▸ **Task directions**:
Rewrite the lines starting at the one that contains "of the sandy" and ending at the one that contains "646), (250, 849)]", both included, as a Markdown table with an Index column numbering each line and a Content column holding the line itself. Include only those lines and leave out any blank ones.

▸ **Task data**:

-------------------------

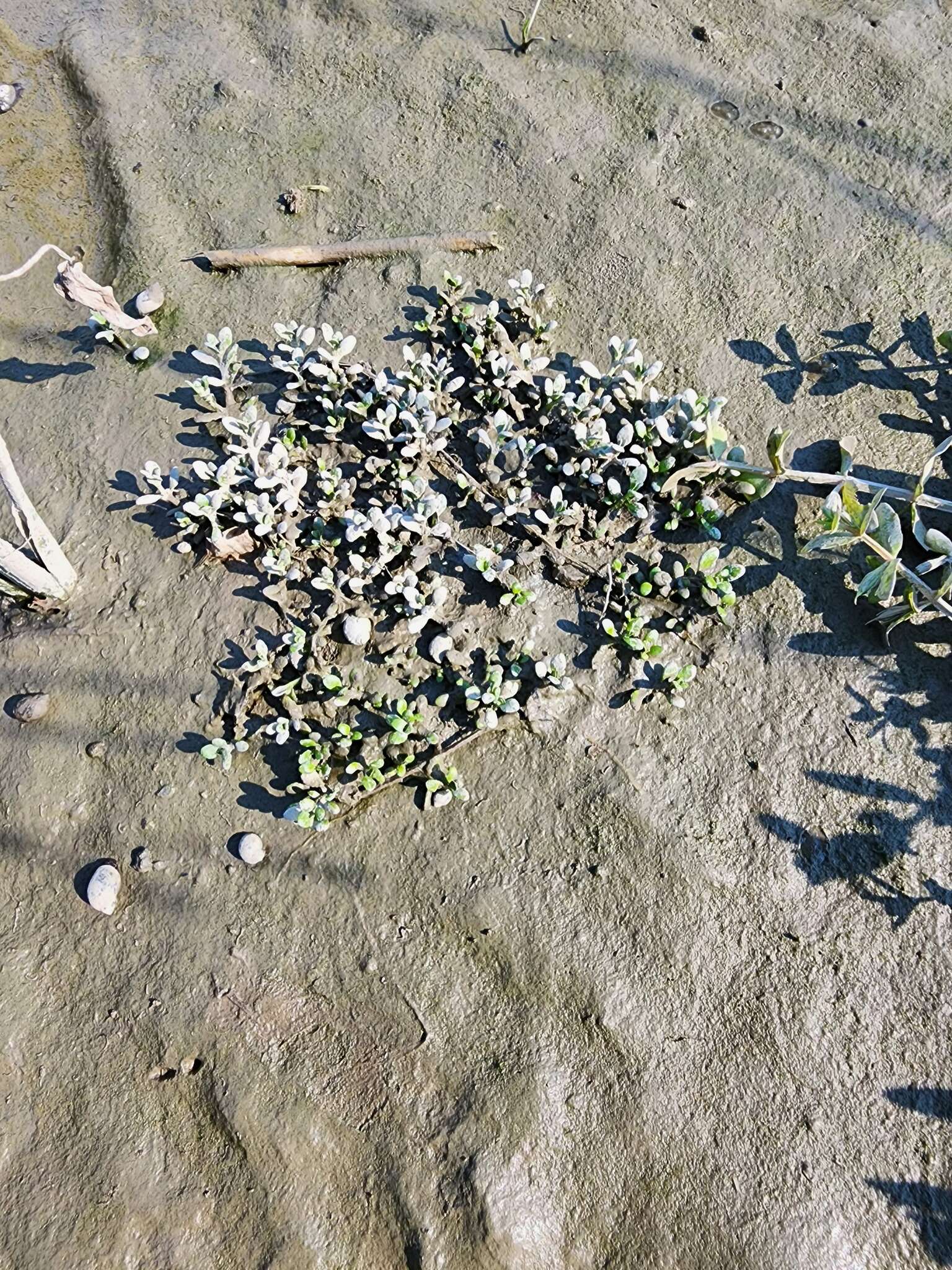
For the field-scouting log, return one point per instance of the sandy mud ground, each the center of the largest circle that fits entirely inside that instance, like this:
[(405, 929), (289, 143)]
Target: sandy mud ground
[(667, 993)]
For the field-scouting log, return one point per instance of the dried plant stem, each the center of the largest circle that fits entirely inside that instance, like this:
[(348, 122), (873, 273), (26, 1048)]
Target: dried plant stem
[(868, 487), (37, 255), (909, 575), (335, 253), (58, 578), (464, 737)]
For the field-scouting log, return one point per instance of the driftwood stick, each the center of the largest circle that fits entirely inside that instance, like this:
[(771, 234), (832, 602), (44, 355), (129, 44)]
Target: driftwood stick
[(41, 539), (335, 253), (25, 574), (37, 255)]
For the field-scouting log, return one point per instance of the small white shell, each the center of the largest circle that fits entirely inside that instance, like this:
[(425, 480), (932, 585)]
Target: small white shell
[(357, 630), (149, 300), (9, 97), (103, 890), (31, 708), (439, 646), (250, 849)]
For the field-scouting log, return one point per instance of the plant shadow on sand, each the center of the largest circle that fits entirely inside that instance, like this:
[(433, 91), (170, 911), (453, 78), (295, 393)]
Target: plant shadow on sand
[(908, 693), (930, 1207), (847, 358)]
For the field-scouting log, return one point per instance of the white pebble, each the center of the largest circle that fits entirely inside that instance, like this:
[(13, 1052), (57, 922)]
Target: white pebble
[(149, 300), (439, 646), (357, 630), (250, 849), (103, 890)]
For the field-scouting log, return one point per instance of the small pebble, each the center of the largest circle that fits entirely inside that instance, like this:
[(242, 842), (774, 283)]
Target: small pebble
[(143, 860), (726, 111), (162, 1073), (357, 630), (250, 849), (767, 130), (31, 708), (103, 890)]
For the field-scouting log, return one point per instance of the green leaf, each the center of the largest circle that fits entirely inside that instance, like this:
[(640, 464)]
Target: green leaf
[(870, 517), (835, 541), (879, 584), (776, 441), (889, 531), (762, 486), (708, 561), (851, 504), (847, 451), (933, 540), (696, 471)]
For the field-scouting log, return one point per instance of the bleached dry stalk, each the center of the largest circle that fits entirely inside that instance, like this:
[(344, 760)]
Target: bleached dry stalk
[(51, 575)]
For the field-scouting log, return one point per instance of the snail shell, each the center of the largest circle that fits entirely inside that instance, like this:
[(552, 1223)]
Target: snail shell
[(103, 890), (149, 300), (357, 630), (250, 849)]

-------------------------

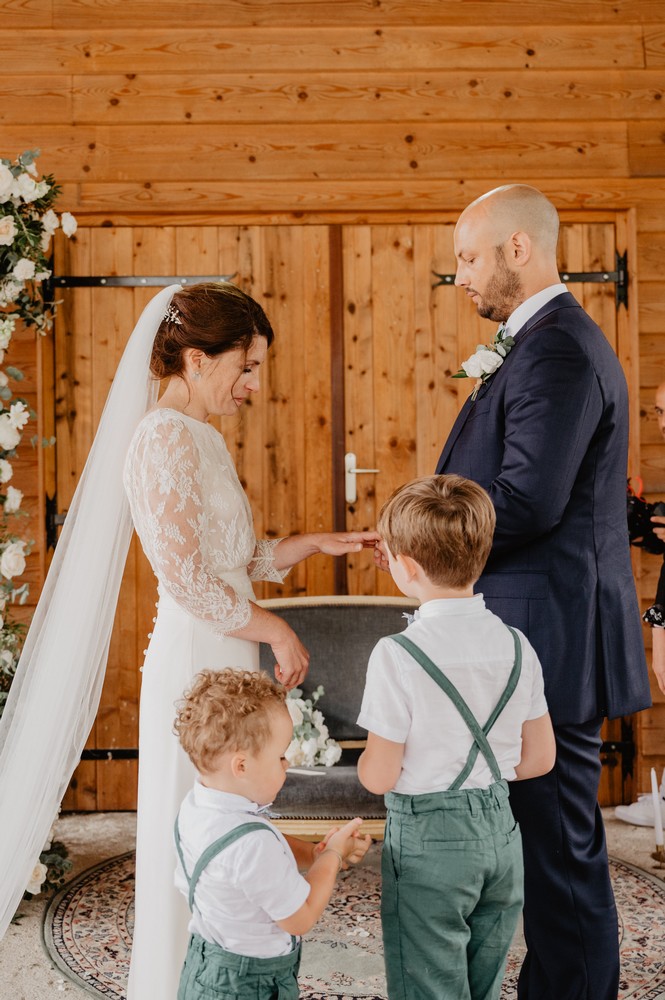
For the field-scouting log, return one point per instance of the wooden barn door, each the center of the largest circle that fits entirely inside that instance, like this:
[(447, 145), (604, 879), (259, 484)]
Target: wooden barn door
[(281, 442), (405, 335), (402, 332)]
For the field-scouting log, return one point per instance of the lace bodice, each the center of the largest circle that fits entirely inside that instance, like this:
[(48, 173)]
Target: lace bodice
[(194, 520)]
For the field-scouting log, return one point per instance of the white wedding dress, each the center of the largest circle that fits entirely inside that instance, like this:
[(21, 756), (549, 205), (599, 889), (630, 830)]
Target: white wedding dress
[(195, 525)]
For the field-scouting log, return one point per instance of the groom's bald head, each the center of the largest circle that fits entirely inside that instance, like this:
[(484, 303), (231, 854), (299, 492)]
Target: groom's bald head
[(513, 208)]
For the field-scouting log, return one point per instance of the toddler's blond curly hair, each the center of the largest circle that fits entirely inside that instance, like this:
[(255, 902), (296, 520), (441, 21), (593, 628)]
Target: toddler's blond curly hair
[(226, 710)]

-------------------------

▸ **Written reply**:
| Index | Content |
|---|---|
| 1 | For the field-scouting log, return one point per instance of the sandy mud ground, each the center of the largest circle that fits entirely inside that instance, like this: |
| 2 | [(405, 929), (289, 143)] |
| 3 | Target: sandy mud ground |
| 4 | [(667, 993)] |
| 5 | For the field-scouting log, return one point per instance of the dried plant stem, each the center of the largest circle that fits entirely inside that instance, like this: |
| 6 | [(348, 122), (873, 273), (26, 1048)] |
| 7 | Target: dried plant stem |
| 8 | [(868, 487), (37, 255), (909, 575), (335, 253), (58, 578), (464, 737)] |
| 9 | For the field-scouting log, return one point per instance of the driftwood stick, each the center of the largest circle that fits entirely inside that instance, like this: |
| 10 | [(771, 234), (832, 602), (44, 355), (129, 44)] |
| 11 | Target: driftwood stick |
| 12 | [(41, 539), (335, 253), (25, 574), (37, 255)] |
| 13 | For the field-scouting log, return one point per instance of the small white shell, each the center of the largest circle that fits entirely inside that instance, like this: |
| 14 | [(425, 480), (932, 585)] |
| 15 | Target: small white shell |
| 16 | [(357, 630), (149, 300), (9, 97), (103, 890), (31, 708), (439, 646), (250, 849)] |